## Was verlangt wird
Greifen Sie den unten stehenden Text über das Bienenbiotop am Emscherumbau auf und führen Sie ihn im Anschluss an seinen letzten Satz weiter.

## Zu lesender Auszug
- - - - - - -
Ein Stück Natur vor der (Schul)haustür
Mit dem Umbau der Emscher und ihrer Nebenläufe wandelt sich eine ganze Region. Aus einem durch Stacheldraht und Hecken isolierten Meideraum soll eine attraktive Gewässerlandschaft werden.
Neben dem hohen Naherholungswert stellt die nachhaltige Wiedererlangung einer lange vermissten Umweltqualität ein zentrales Leitbild dieser neuen Stadtlandschaft dar. Entlang der Gewässer sollen sich verschiedenste Arten ihren Lebensraum zurückerobern. So steht das Projekt unter unserem Motto: GBM – G.esund B.unt M.iteinander.
Was früher – typisch Ruhrpott – grauschwarz und schmutzig war, soll nun ein gesundes und buntes Miteinander von Mensch, Tier und Natur werden.
Ein Biotop (nicht nur) für Bienen
Kaum ein Lebewesen hat in Puncto Artenvielfalt und Nachhaltigkeit einen derartigen Anschauungswert und Symbolcharakter wie die Biene. Nicht ohne Grund! Die Bestäubungsleistung des Fluginsekts garantiert den überwiegenden Teil unseres Artenreichtums an Kultur- und Weidepflanzen, auf welchem wiederum eine hochkomplexe Fauna aufbaut.
Im Gegensatz zu den sogenannten Wildbienen ermöglicht die Zuchtform der Honigbiene verständliche Einblicke in die Thematik. Seit jeher komplettiert das summende Insekt das idealisierte Landschaftsbild. Biene und Imkerhandwerk haben nicht nur in unserer mitteleuropäischen Kulturhistorie ihren festen Platz, sondern sind in fast jedem von Menschen bewohnten Stück Land unseres Planeten verbreitet.
Im Hinblick auf das multikulturelle Gesellschaftsmosaik im Emschertal bzw. in unserer und um unsere Schule stellen die Honigbiene und deren Haltung einen kulturübergreifenden Anknüpfungspunkt zwischen Mensch bzw. Schüler*in und Stadtnatur dar.
Die Kinder unserer Schule sollen lernen, durch gemeinsame Anstrengung Biotope zu schützen, deren Nutzen erkennen und als Multiplikatoren dienen, damit auch die anderen Bewohner der Gegend in diesem Sinne handeln und die wieder neu entstehenden Biotope schätzen und schützen lernen.
- - - - - - -
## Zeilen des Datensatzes
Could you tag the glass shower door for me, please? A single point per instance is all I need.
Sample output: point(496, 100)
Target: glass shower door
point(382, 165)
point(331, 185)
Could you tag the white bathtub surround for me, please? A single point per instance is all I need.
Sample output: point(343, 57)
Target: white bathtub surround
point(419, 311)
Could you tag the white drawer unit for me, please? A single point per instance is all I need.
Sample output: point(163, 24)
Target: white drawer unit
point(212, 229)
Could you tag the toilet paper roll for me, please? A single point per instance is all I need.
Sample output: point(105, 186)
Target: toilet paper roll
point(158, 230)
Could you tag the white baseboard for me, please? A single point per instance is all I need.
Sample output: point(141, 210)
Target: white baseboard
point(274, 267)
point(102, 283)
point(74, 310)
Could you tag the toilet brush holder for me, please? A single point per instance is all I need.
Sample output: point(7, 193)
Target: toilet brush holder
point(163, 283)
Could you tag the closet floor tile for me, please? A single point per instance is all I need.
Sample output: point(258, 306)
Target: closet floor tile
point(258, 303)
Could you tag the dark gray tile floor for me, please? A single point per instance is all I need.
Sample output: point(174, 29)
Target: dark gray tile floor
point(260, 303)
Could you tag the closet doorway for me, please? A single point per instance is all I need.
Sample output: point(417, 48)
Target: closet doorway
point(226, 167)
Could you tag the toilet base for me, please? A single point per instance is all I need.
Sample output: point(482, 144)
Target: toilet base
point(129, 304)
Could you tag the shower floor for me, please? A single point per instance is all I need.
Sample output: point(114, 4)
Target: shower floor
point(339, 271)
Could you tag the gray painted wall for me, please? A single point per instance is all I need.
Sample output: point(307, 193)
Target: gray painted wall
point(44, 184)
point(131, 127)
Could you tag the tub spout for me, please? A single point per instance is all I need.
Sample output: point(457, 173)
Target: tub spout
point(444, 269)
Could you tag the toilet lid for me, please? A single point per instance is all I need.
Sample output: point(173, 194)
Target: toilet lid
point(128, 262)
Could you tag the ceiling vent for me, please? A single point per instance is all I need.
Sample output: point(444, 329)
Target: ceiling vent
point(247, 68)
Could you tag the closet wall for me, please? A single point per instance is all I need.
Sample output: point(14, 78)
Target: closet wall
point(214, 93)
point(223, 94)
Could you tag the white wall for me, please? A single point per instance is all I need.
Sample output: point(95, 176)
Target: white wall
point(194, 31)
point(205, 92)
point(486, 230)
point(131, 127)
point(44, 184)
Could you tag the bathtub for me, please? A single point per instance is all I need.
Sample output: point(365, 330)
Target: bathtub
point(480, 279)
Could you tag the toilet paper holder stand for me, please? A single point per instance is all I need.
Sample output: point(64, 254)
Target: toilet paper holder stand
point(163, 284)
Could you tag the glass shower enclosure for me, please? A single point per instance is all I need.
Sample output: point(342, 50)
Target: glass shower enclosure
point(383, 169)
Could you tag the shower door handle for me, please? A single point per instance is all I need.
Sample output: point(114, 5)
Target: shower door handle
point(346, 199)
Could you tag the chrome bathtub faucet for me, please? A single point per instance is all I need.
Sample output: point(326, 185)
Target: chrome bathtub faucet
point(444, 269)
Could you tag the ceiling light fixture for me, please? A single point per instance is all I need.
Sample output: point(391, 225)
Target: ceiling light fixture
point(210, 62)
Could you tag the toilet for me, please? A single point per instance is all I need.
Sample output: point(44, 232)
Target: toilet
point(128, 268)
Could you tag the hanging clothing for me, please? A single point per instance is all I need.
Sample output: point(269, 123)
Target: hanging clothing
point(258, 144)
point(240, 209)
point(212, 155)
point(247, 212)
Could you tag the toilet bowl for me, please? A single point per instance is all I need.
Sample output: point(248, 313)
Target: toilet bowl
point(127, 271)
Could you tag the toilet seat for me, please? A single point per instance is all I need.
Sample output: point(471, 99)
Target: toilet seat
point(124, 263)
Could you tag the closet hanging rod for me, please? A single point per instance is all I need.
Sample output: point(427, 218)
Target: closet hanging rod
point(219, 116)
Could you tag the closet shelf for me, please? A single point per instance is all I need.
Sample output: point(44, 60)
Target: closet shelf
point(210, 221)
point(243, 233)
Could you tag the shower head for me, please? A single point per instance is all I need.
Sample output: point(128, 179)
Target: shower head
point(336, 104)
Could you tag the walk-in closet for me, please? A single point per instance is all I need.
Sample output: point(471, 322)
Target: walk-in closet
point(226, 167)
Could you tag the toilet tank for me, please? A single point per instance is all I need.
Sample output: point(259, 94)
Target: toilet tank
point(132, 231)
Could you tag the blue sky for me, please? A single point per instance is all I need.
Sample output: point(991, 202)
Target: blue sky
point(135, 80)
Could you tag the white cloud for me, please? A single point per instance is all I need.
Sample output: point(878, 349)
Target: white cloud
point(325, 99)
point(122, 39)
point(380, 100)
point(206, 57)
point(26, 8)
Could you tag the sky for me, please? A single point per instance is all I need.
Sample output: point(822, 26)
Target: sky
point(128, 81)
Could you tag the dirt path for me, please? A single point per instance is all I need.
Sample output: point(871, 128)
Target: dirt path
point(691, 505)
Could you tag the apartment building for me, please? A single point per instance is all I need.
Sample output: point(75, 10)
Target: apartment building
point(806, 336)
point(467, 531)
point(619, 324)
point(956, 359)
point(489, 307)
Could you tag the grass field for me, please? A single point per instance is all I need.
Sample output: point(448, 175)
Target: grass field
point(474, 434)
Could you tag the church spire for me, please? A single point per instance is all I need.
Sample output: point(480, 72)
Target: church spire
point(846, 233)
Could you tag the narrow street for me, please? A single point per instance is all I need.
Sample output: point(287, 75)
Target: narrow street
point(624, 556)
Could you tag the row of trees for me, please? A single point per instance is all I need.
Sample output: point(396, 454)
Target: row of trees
- - - - - - -
## Erwartete Antwort
Als einer der zentralen Akteure bei der Renaturierung einer ganzen Region hat die Emschergenossenschaft die hohe Bedeutung der Entwicklung des Gewässer begleitenden Raumes erkannt. Denn nur durch die Integration in die urbane Umgebungskulisse, in der auch unsere Schule steht, kann sich das Potential in Gänze entfalten.
Für unsere Schule in Bochum Hamme steht das Gelände rund um den Hofsteder Bach in im Fokus. Es ist vom Schulstandort Gahlensche Straße aus für die Schüler*innen fußläufig in 10 Minuten zu erreichen. Eingerahmt durch einen – zur Zeit noch eingezäunten, für uns als Schule aber zugänglichen – Grünkorridor bietet das Umfeld den Ausgangspunkt für ein neues Naherholungsgebiet und wiedergewonnene ökologische Qualität. Auf genau diesem Gelände steht seit Anfang des Jahres 2017 "unser" Bienenstock.
Engagierte Partner für unsere Schule
Überdies rückte das urbane Umfeld in der Vergangenheit aufgrund sozioökonomischer Problematiken vermehrt in das Blickfeld der Stadtentwicklung. Die Stadt Bochum fördert seit über zwei Jahren gezielt durch Einsatz von Personal- und Sachmitteln für "HaRiHo – die Stadtteilpartner" in Trägerschaft des Kinder- und Jugendverbandes "Die Falken" den Aufbau einer sozialen und nachhaltigen Bildungsreform in den Bochumer Ortsteilen Hamme, Riemke und Hofstede.
Mit unserem Profilkurs "Lernen mit und von den Bienen" soll nun in Zusammenarbeit mit der Emschergenossenschaft, den örtlichen Imkervereinen sowie dem progressiven Eltern- und Erzieherverband NRW e.V. die begonnene Stadtteilarbeit um einen weiteren ökologischen Schwerpunkt ergänzt werden.
Im Sinne der Bildung nachhaltiger Entwicklung eignet sich die Bienenhaltung hervorragend, um ökologische Zusammenhänge aufzuzeigen, ohne erweiterte Themenfelder und das menschliche Handeln aus den Augen zu verlieren. Gerade Kinder – bei uns sind es Schüler*innen des 6. Jahrgangs – kann man mit Hilfe der Bienenhaltung für komplexere Umweltthematiken interessieren und sensibilisieren.
Im Rahmen des naturwissenschaftlichen Unterrichts lernen die Kinder das Fluginsekt näher kennen: Körperbau, Entwicklung, Leben im Staat mit Kastensystem, Aufgabenverteilung ...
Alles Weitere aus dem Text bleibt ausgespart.